> **Exercise instructions**
1. Answer these questions from the post on Charlotte Mason and great literature, one per line, marked (a), (b), (c):
(a) In the quotation cited to vol 6 pg 105, what is mere information to the mind compared to?
(b) According to the post, why do we probably read Shakespeare in the first place?
(c) In the quotation beginning "Thought breeds thought," what is named as the sole end of education?
2. Decide whether each statement, marked (a), (b), (c), agrees with the post on Charlotte Mason and great literature. Answer yes or no, and quote the words that settle it.
(a) A child's first course should be with good books.
(b) The post allows for other kinds of education besides self-education.
(c) The quotation cited to vol 3 pg 177 says we reach the best minds chiefly through lectures.
3. Continue the post on Charlotte Mason and great literature, picking up after its final quotation about reading Shakespeare.

> **Excerpt**
[start]

Category Archives: Books I Have Read

“Only a great soul can teach another soul to be great.”

In Charlotte Mason educational circles, we talk a lot about reading great literature, looking at beautiful art, and listening to beautiful music in our search for Truth, Goodness. and Beauty. That’s because Charlotte Mason had a lot to say about it, especially about reading great literature:

“Thought breeds thought; children familiar with great thoughts take as naturally to thinking for themselves as the well-nourished body takes to growing; and we must bear in mind that growth, physical, intellectual, moral, spiritual, is the sole end of education.”     ~ Charlotte Mason

‘It is a sad fact the we are losing our joy in literary form. We are in such haste to be instructed by facts or titillated by theories, that we have no leisure to linger over the mere putting of a thought.”     ~ vol 2 pg 263

“To introduce children to literature is to install them in a very rich and glorious kingdom, to bring a continual holiday to their doors, to lay before them a feast exquisitely served. But they must learn to know literature by being familiar with it from the very first. A child’s first course must always be with good books, the best that we can find.

“Ideas must reach us directly from the mind of the thinker, and it is chiefly by means of books they have written that we get into touch with the best minds.”     ~ vol 3 pg 177

“The mind is capable of dealing only with kind of food; it lives, grows, and is nourished upon ideas only; mere information is to it as a meal of sawdust is to the body.”     ~ vol 6 pg 105

“There is no education but self-education.”                                                                                                                          

“We probably read Shakespeare in the first place for his stories, afterwards for his characters…. To become intimate with Shakespeare in this way is a great enrichment of mind and instruction of conscience. Then, by degrees, as we go on reading this world-teacher, lines of insight and beauty take possession of us, and unconsciously mould our judgments of men and things and of the great issues of life.”

[end]

> **Rows**
[start]

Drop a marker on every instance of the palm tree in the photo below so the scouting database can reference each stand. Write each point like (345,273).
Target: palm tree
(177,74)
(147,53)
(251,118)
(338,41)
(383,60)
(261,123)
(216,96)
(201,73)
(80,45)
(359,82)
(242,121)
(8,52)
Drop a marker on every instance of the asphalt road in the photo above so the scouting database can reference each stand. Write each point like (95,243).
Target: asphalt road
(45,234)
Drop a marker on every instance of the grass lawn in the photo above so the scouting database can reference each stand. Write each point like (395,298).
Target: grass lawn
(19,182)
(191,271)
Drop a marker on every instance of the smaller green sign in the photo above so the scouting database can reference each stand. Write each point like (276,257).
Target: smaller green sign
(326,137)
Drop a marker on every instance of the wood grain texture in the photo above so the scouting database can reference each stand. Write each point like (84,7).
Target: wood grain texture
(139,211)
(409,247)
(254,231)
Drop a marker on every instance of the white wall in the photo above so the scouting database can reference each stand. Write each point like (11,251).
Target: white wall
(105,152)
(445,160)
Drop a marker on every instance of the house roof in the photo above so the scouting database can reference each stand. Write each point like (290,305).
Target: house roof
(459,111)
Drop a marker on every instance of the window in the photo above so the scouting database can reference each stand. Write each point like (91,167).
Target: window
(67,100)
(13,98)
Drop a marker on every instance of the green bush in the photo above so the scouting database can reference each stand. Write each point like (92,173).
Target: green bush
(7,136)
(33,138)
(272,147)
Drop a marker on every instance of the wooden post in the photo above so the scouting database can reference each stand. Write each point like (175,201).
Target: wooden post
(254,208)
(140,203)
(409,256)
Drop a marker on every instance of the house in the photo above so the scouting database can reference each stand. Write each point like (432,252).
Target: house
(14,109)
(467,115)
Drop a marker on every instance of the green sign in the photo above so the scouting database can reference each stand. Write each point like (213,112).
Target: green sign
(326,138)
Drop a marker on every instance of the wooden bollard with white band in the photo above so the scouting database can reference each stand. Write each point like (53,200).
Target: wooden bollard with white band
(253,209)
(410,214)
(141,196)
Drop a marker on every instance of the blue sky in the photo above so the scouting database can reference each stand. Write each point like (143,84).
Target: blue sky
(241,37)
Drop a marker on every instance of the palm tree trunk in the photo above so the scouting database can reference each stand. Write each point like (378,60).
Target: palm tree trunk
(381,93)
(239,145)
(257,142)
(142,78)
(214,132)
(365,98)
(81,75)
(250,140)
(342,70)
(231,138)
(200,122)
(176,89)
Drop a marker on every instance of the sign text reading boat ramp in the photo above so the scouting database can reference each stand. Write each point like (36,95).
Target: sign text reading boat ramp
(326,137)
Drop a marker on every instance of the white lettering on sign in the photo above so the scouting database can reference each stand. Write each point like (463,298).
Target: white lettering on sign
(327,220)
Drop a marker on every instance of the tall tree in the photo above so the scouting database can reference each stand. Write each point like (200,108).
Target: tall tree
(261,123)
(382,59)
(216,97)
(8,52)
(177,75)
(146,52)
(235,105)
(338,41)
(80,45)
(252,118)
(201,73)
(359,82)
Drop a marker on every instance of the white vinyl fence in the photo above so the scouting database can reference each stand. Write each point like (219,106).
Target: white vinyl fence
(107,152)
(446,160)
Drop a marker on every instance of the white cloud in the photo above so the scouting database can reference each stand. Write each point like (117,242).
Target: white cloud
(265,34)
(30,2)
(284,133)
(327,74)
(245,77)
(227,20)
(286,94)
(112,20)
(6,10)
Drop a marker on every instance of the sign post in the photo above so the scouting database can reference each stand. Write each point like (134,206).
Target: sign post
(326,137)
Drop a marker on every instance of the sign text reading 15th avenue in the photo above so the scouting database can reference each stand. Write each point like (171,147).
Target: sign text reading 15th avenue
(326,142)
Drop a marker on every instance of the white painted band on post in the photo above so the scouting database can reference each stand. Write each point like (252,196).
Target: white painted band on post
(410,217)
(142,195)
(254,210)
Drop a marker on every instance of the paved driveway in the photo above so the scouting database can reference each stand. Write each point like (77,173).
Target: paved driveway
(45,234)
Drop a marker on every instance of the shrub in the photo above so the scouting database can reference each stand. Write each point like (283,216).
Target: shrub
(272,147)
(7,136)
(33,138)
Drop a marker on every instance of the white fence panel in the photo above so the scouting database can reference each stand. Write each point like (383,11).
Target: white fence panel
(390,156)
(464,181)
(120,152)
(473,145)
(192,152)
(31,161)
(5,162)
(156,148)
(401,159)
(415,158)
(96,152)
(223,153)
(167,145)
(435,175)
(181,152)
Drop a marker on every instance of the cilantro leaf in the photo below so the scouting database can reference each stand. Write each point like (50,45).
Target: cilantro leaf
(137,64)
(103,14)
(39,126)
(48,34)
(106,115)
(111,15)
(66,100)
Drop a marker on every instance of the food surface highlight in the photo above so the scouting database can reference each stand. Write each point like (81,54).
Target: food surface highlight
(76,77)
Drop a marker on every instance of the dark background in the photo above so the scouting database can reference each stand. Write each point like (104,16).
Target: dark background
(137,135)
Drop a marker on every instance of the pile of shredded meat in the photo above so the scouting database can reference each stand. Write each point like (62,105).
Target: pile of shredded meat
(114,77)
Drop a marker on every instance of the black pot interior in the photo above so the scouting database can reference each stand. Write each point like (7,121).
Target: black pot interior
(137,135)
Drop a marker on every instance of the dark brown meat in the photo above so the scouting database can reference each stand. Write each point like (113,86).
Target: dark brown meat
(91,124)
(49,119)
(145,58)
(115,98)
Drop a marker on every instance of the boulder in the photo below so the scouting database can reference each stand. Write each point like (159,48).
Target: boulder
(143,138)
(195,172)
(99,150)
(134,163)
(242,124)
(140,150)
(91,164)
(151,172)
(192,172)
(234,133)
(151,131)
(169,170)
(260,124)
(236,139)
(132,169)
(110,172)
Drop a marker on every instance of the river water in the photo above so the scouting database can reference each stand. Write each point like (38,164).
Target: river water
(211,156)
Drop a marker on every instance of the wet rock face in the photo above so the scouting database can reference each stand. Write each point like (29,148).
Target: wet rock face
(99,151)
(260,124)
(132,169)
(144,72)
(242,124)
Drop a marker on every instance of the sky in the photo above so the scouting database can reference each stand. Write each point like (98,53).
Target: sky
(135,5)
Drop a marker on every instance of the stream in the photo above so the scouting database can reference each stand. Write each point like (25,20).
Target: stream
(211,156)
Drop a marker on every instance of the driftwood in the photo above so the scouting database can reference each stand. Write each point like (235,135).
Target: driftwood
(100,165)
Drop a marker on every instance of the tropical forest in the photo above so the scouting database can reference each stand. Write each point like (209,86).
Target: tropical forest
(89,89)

[end]

> **Task results**
1.
(a) A meal of sawdust to the body.
(b) For his stories.
(c) Growth: physical, intellectual, moral, and spiritual.

2.
(a) Yes: "A child’s first course must always be with good books, the best that we can find."
(b) No: "There is no education but self-education."
(c) No: "it is chiefly by means of books they have written that we get into touch with the best minds."

3.
“Having found the book which has a message for us, let us not be guilty of the folly of saying we have read it. We might as well say we have breakfasted, as if breakfasting on one day should last us for every day! The book that helps us deserves many readings, for assimilation comes by slow degrees.”     ~ vol. 4, Ourselves

“The only vital method of education appears to be that children should read worthy books, many worthy books…We owe it to every child to put him in communication of great minds that he may get at great ideas.”     ~  vol 6 pg 12

I saw a post from the blog Glory to God for All Things called “Food for the Soul”. I appreciated his thoughts, especially this quote:

“Growing the soul is not at all an obvious thing. Plato, in his Republic, suggested that musical training be required for all children precisely for the formation of the soul. The soul is ever so much more about who we are, and the character of who we are than what we are and what we know. 

As the traditional “canon” of literature continues to come under withering attack in the American academy, more and more people are simply “ignorant” souls. It is not so much that they lack the information gained from such literature (though they do), but that they lack a depth and the ability to reflect that is only made possible through engaging with the greatest ideas, the greatest music, the deepest beauty. Only a great soul can teach another soul to become great.”                                                                                                                    ~  Fr. Stephen Freeman

This is why Charlotte Mason encouraged us to read the best literature – only a great soul can teach another soul to become great.

To read the entire article by Fr. Stephen Freeman, click here. It is excellent and some of the comments have interesting recommendations as well.

2017 Back to the Classics Challenge Update

2017 Back to the Classics Challenge  – this is based off the challenge found at Books and Chocolate. My family is pretending to do this for the second year 😉 and I thought I would post my choices and thoughts here to help me stay motivated.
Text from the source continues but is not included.